Aim: Repeat exactly each line of the data provided below.

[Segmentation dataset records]
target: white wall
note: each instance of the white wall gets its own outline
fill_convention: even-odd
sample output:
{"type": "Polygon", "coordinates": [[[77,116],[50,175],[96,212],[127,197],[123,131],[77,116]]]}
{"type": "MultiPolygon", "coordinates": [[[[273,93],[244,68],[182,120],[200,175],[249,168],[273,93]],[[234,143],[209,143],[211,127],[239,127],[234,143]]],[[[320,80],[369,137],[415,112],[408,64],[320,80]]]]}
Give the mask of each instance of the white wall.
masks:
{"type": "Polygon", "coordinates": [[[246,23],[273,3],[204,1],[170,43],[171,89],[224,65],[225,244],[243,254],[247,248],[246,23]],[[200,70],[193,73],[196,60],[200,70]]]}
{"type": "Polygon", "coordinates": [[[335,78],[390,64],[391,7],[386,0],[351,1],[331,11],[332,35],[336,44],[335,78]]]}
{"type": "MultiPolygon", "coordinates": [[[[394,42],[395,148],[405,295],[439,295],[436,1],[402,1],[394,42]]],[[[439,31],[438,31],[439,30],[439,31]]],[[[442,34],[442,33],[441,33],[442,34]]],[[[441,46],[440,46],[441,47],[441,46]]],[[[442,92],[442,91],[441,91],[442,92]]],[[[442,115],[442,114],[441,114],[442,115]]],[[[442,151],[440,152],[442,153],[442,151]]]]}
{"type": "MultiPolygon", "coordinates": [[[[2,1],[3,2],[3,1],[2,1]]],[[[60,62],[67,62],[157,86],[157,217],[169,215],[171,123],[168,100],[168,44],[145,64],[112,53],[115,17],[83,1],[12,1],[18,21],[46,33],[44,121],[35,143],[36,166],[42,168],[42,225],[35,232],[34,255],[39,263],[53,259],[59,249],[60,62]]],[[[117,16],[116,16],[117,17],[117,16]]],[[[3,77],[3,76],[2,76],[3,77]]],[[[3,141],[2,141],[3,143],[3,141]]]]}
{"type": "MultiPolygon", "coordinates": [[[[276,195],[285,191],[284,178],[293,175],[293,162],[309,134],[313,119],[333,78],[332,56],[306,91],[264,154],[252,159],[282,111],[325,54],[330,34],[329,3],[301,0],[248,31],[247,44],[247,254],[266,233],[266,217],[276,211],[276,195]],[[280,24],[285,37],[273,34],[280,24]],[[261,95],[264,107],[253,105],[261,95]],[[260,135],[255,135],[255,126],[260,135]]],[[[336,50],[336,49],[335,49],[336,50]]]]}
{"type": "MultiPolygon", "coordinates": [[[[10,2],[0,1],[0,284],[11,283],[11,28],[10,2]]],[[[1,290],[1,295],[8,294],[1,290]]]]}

Correct output:
target: white wall
note: each instance of the white wall gets its own outline
fill_convention: even-odd
sample output:
{"type": "Polygon", "coordinates": [[[77,116],[50,175],[96,212],[127,197],[123,131],[77,116]]]}
{"type": "MultiPolygon", "coordinates": [[[[273,93],[244,68],[182,120],[200,175],[249,168],[273,93]],[[234,143],[209,143],[211,127],[239,127],[234,143]]],[[[320,80],[369,137],[415,112],[408,64],[320,80]]]]}
Give the mask of each instance of the white wall.
masks:
{"type": "Polygon", "coordinates": [[[246,23],[273,3],[204,1],[170,43],[171,89],[224,65],[225,244],[243,254],[247,248],[246,23]],[[200,70],[193,73],[196,60],[200,70]]]}
{"type": "Polygon", "coordinates": [[[335,78],[390,64],[391,7],[386,0],[351,1],[331,11],[332,35],[336,44],[335,78]]]}
{"type": "MultiPolygon", "coordinates": [[[[394,42],[395,148],[405,295],[439,295],[436,1],[402,1],[394,42]]],[[[439,31],[438,31],[439,30],[439,31]]],[[[442,34],[442,33],[441,33],[442,34]]],[[[441,46],[440,46],[441,47],[441,46]]],[[[442,92],[442,91],[441,91],[442,92]]],[[[442,115],[442,114],[441,114],[442,115]]],[[[442,151],[440,152],[442,153],[442,151]]]]}
{"type": "MultiPolygon", "coordinates": [[[[2,1],[3,2],[3,1],[2,1]]],[[[60,62],[67,62],[157,86],[157,217],[169,215],[171,123],[168,100],[168,44],[145,64],[112,53],[115,17],[83,1],[12,1],[18,21],[46,33],[44,121],[35,143],[36,166],[42,168],[42,225],[35,232],[34,255],[39,263],[53,259],[59,249],[60,62]]],[[[117,16],[116,16],[117,17],[117,16]]],[[[3,77],[3,76],[2,76],[3,77]]],[[[3,141],[2,141],[3,143],[3,141]]]]}
{"type": "MultiPolygon", "coordinates": [[[[276,195],[285,191],[284,178],[293,175],[293,162],[309,134],[313,119],[333,78],[332,56],[306,91],[264,154],[252,159],[282,111],[325,54],[330,34],[329,3],[301,0],[248,31],[247,44],[247,254],[266,233],[266,217],[276,211],[276,195]],[[280,24],[285,37],[273,34],[280,24]],[[261,95],[264,107],[253,105],[261,95]],[[260,135],[255,135],[255,126],[260,135]]],[[[336,50],[336,49],[335,49],[336,50]]]]}
{"type": "MultiPolygon", "coordinates": [[[[10,2],[0,1],[0,284],[11,283],[11,28],[10,2]]],[[[1,290],[1,295],[8,294],[1,290]]]]}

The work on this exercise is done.